[Saved data]
## Start
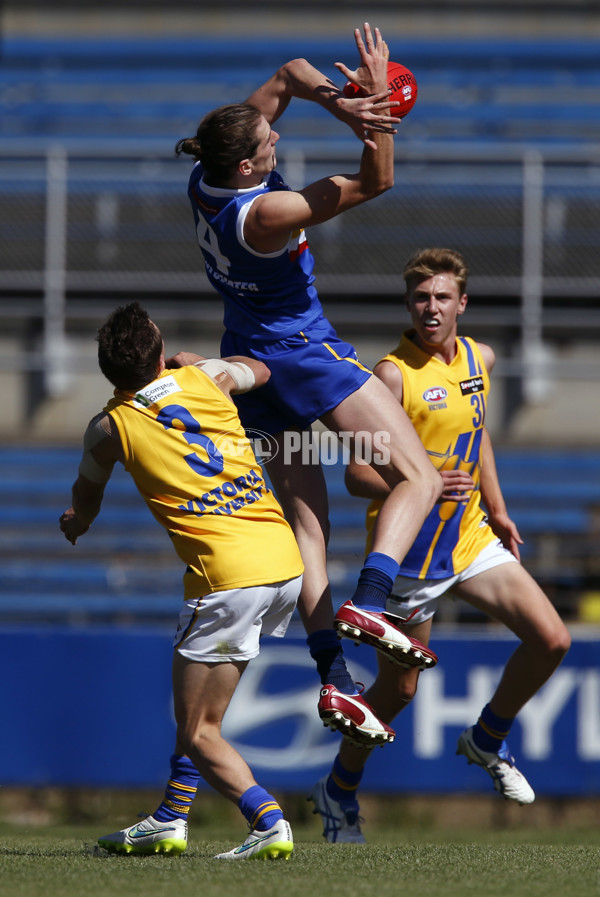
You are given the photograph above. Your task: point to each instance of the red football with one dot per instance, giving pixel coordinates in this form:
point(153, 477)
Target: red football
point(403, 85)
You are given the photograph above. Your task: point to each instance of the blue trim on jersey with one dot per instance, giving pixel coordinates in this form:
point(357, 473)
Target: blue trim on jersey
point(473, 366)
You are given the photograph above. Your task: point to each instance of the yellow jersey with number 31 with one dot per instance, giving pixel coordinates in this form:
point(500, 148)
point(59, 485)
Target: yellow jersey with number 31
point(192, 463)
point(446, 404)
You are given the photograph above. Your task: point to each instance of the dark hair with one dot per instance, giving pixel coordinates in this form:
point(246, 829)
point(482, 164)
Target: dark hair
point(428, 262)
point(224, 137)
point(129, 348)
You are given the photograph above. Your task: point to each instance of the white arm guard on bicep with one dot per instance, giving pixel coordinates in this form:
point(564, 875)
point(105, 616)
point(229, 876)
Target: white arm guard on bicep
point(240, 373)
point(98, 429)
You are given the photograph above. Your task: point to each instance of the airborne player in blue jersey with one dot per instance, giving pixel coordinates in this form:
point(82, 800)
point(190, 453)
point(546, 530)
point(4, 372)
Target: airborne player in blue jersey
point(250, 228)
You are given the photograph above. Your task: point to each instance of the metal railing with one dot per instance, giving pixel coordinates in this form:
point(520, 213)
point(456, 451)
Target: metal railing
point(117, 222)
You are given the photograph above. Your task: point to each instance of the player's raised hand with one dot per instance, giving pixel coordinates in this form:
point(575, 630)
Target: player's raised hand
point(369, 110)
point(371, 74)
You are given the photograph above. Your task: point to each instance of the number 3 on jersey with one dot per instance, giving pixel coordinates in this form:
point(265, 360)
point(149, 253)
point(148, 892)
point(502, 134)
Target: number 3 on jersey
point(207, 240)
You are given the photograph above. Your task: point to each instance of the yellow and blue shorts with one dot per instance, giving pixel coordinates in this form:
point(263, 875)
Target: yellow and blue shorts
point(312, 371)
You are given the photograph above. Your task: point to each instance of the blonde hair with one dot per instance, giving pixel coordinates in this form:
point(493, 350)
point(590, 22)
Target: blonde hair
point(428, 262)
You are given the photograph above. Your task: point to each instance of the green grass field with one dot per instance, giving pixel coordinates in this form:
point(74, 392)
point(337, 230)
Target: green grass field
point(408, 857)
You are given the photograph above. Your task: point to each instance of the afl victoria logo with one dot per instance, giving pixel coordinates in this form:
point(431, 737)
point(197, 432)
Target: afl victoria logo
point(435, 394)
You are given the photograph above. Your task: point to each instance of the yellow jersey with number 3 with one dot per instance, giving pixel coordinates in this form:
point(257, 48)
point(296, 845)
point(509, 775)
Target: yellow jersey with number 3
point(192, 463)
point(446, 404)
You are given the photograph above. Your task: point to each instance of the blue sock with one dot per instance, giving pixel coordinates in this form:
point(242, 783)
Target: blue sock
point(326, 650)
point(180, 791)
point(490, 731)
point(342, 784)
point(375, 582)
point(260, 809)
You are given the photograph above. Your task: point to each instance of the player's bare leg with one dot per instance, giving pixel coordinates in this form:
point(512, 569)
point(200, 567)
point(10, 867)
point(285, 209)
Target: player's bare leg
point(509, 594)
point(302, 492)
point(415, 486)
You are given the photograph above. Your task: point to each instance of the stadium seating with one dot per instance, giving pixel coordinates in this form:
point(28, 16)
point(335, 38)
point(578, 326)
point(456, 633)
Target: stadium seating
point(472, 89)
point(124, 569)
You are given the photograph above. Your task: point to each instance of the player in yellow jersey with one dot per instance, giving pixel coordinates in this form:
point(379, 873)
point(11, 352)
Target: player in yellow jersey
point(178, 433)
point(442, 381)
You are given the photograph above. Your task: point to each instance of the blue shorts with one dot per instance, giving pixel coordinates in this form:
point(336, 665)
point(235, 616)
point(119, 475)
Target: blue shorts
point(311, 373)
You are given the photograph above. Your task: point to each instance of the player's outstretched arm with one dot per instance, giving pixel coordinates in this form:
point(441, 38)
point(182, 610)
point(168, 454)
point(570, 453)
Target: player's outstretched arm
point(101, 450)
point(298, 78)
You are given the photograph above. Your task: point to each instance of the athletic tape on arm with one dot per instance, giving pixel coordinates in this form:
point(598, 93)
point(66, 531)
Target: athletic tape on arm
## End
Problem to solve:
Return every line of the data above without a single change, leaving out the pictures.

Task answer:
You are given the photograph above. Your task: point to each instance of the red football with one dot per instance, giving pixel coordinates in this form:
point(153, 477)
Target: red football
point(403, 85)
You are given the photograph above. Your task: point to each instance of the blue trim on jersey with one dot per instance, giving pixel coordinates in this form:
point(357, 473)
Target: blue trim on jersey
point(473, 366)
You are given the photograph above. Your task: point to each instance of the yellow jersey with number 31 with one dot per instance, giving pixel coordinates in this form:
point(500, 148)
point(59, 485)
Target: yellow jersey with number 31
point(192, 463)
point(446, 404)
You are given the photograph above. Your task: point to each instance of the dark hair with one dot per instance, giving pixel coordinates in this form:
point(246, 829)
point(482, 164)
Target: dark hair
point(428, 262)
point(224, 137)
point(129, 348)
You are given the photograph above. Your task: point to each instance of the white arm guard on bicep with one dot per instance, giving pixel coordinates in this form:
point(564, 875)
point(105, 616)
point(229, 876)
Target: white arm guard on bicep
point(240, 373)
point(98, 429)
You are given the photograph above. Your task: point to each instance of the airborne player in blue jersey with one dot per instance, giving pixel coordinates in this form:
point(82, 800)
point(190, 453)
point(546, 530)
point(4, 372)
Target: airborne player in blue jersey
point(250, 228)
You are given the photograph above. Your task: point to each instance of the metal railing with one dot per instance, giving pixel coordinates in this form:
point(520, 213)
point(456, 451)
Target: metal railing
point(117, 222)
You are given the photograph above. Your task: point to each instance of the player's raised hand with one dot per instance, giving pixel coordinates in this form:
point(575, 630)
Target: player's raised hand
point(369, 110)
point(371, 74)
You are given the photograph above. Your task: point to each instance of the number 3 on jersey with one dot per instance, giving pixel coordinates in this form:
point(265, 360)
point(149, 253)
point(148, 892)
point(502, 134)
Target: number 3 on jersey
point(207, 240)
You are given the photograph above. Your task: point to each instance of the yellow and blue shorts with one dot per instance, giving pixel coordinates in this form:
point(263, 875)
Target: yellow and blue shorts
point(312, 371)
You are given the photograph above. Your task: point to each instance of the blonde hair with one dot per instance, giving pixel coordinates in this form:
point(493, 350)
point(590, 22)
Target: blonde hair
point(428, 262)
You are given the photograph above. Your task: point to each instance of the green grass field with one dot per instance, giving pixel coordinates in this form:
point(74, 392)
point(337, 230)
Target: green grass field
point(408, 857)
You are given the photograph above. Your task: point to each instance of the afl victoria logo with one dot per instance, giving pixel coordinates in this form:
point(431, 737)
point(197, 432)
Target: afl victoria logo
point(435, 394)
You are given the photograph above. Your task: point to each instance of the yellow jersey with number 3 with one dot per instance, giving pixel coordinates in this form:
point(257, 48)
point(296, 845)
point(509, 775)
Target: yellow jersey with number 3
point(192, 463)
point(446, 404)
You are given the photograph above. Your task: point to each instance of the blue sock with one dot per instance, giving pixel coordinates in this form:
point(242, 783)
Target: blue sock
point(326, 650)
point(180, 791)
point(490, 731)
point(342, 784)
point(375, 582)
point(260, 809)
You are given the photograph above. Your task: point to each instance of the player's bare leg with one dot per instance, giving pixel coordinates in this form:
point(512, 569)
point(200, 567)
point(10, 867)
point(285, 209)
Target: player's bare leg
point(509, 594)
point(302, 492)
point(415, 486)
You are given the photograph above. Your task: point to each instance of the stadium seating with one dot per instance, giving pixel coordinates in this form:
point(28, 16)
point(335, 38)
point(578, 326)
point(456, 633)
Target: stadium seating
point(472, 89)
point(124, 569)
You are given the photograph above. Your task: point to each instance of the player in yellow jersey with one dot per instance, giving pixel coordinates in this form:
point(379, 873)
point(11, 352)
Target: player in yellow jersey
point(178, 433)
point(442, 381)
You are given the photograph above. Your task: point to each instance of the blue shorts with one dot per instance, giving pixel coordinates in this form:
point(336, 665)
point(235, 616)
point(119, 475)
Target: blue shorts
point(311, 373)
You are given the photograph above. Your task: point to each instance of the player's outstretched arm with one dot per instance, giving pixel coordinates in this form:
point(441, 38)
point(182, 610)
point(168, 454)
point(570, 453)
Target: player's outstretched arm
point(101, 450)
point(298, 78)
You are given the photograph above. Your task: point to each instance of the athletic tape on arm with one dot per instance, giving pixel coordinates in this form:
point(598, 93)
point(66, 531)
Target: athletic tape on arm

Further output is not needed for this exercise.